→ **What you need to do**
1. From the forum thread on imaging versus 2D sonar, reproduce the passage from "I can not speak" to "its a tree." word for word.
2. In the forum thread on imaging versus 2D sonar, how much more does the DSI unit cost than the regular sonar unit?
3. Pick up the forum thread on imaging versus 2D sonar where it stops and keep writing it.

→ **Reading text**
- - - - - - -

# Imaging vs. 2D sonar



## Blu320 (Jul 3, 2008)

Is imaging the way to go these days? Im looking at a Lowrance 4x Elite DSI vs. the regular sonar unit. The DSI is 30-50 bucks more. Is it worth it? Thanks.


----------



## chopper (May 15, 2004)

I can not speak of that unit. I have a HB with di and si. All I know is that I keep my screen on 2d, DI and SI all at once. The 2d shows a colored something on the bottom. The DI shows that it is a tree and not just a something. If you can believe that and i do, its really worth it. The side image completes the picture and says yep, its a tree.


----------



## TomC (Aug 14, 2007)

I have the 597ci hd di. A majority of the time i run it with the 2d sonar on top and the di on the bottom. Its nice seeing whats actually down there. Running both also help you read the di and distenguish whats going on. Heres a few pics of my setup and you can see what i mean. sorry bout the lower range icon in the pics, i like being able to see the whole wate table on the finder so im always adjusting and in the pics that says 8.7' and 10.4' that is a car. Its a 4 doored bonneville/caprice classic sized vehicle surrounded by weeds.


----------



## HookUpFishOn (Apr 29, 2005)

Tom, didnt I tell you not to park in the lake! Pretty sweet pics.


----------



## crappiedude (Mar 12, 2006)

- - - - - - -

→ **Data block**
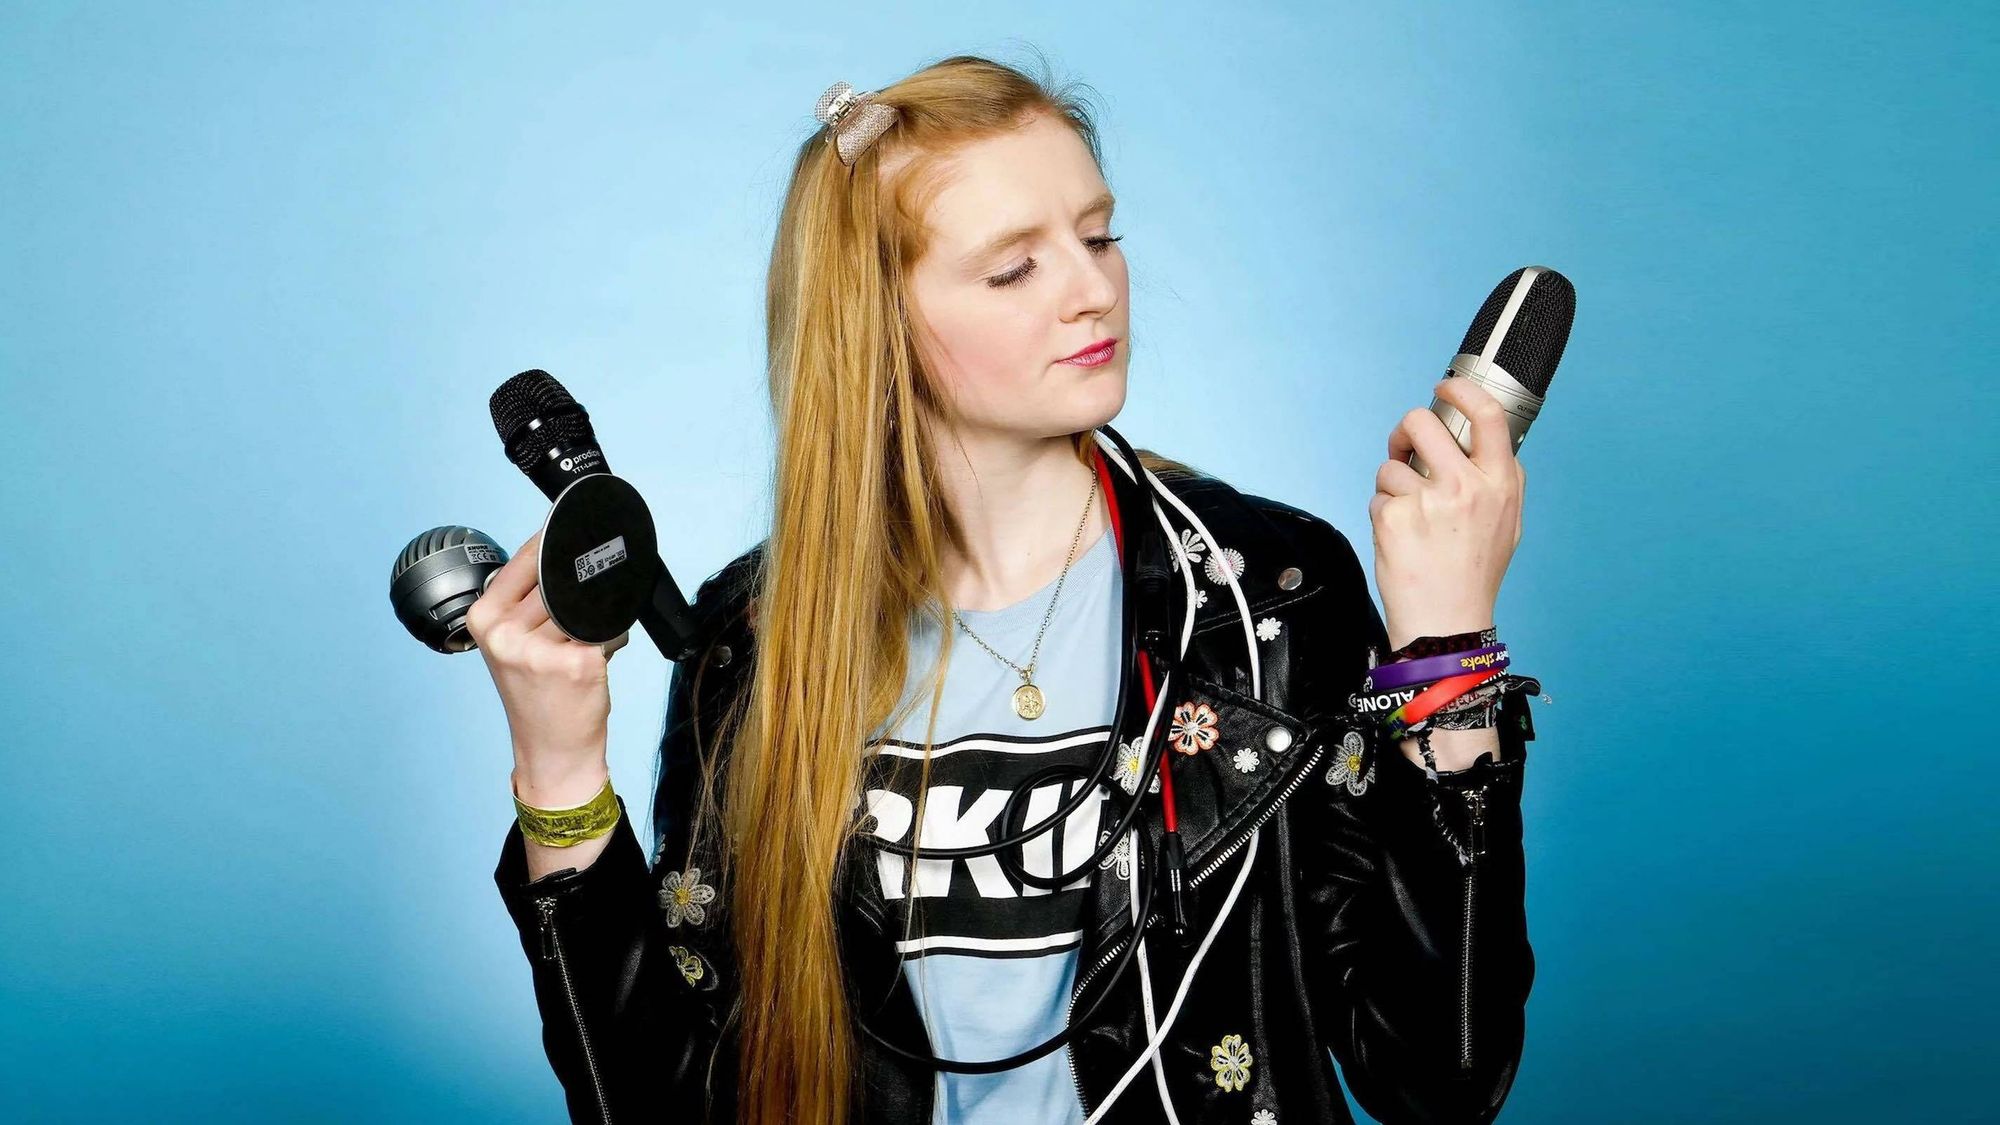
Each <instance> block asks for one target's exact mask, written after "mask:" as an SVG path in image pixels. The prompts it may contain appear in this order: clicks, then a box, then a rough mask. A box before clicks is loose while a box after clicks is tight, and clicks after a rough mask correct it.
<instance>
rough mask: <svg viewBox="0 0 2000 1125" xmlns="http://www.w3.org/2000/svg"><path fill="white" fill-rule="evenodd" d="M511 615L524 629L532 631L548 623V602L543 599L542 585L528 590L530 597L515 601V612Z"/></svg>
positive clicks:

- - - - - - -

→ **Task responses**
1.
I can not speak of that unit. I have a HB with di and si. All I know is that I keep my screen on 2d, DI and SI all at once. The 2d shows a colored something on the bottom. The DI shows that it is a tree and not just a something. If you can believe that and i do, its really worth it. The side image completes the picture and says yep, its a tree.

2. It costs 30 to 50 bucks more.

3.
Both 2D and DI will show the same thing...it is a little easier to interput the DI pics









I would consider several things before I purchased.
Features 
GPS
Power 
*SCREEN SIZE*

If I had to, I would wait a little longer and save a few more pennies and buy what I really wanted. 
When I was looking to upgrade Chaunc advised to buy the bigger unit, it was very good advice.


----------



## Blu320 (Jul 3, 2008)

Tom, thats INCREDIBLE! And thanks for all the pics guys.

It seems like the combo of the two is the way to go. My budget is pretty limited to under $200. If I spend anymore, my wife will kill me....

Any suggestions? If you have to pick ONE...would you go sonar or DI?

Seems I have the following to choose from:
http://www.basspro.com/Lowrance-Elite4x-DSI-Color-Imaging-Fishfinder/product/53518000/247261

http://www.basspro.com/Lowrance-Elite4x-Color-Fishfinder/product/11090805011713/247263

http://www.basspro.com/Garmin-echo-300C-DualBeam-Sonar-Fishfinder/product/10212501/137453

http://www.basspro.com/Lowrance-Mark5x-Fishfinder/product/10215747/143070

http://www.basspro.com/Lowrance-Mark4-Fishfinder/Chartplotter/product/11090805011714/247264

or maybe save up a bit more and get this guy?
http://www.basspro.com/Humminbird-Fishfinder-570-DI-Sonar-Fishfinder/product/10210564/102292


----------



## Shaggy (Oct 24, 2008)

crappiedude said:


> I would consider several things before I purchased.
> Features
> GPS
> Power
> ...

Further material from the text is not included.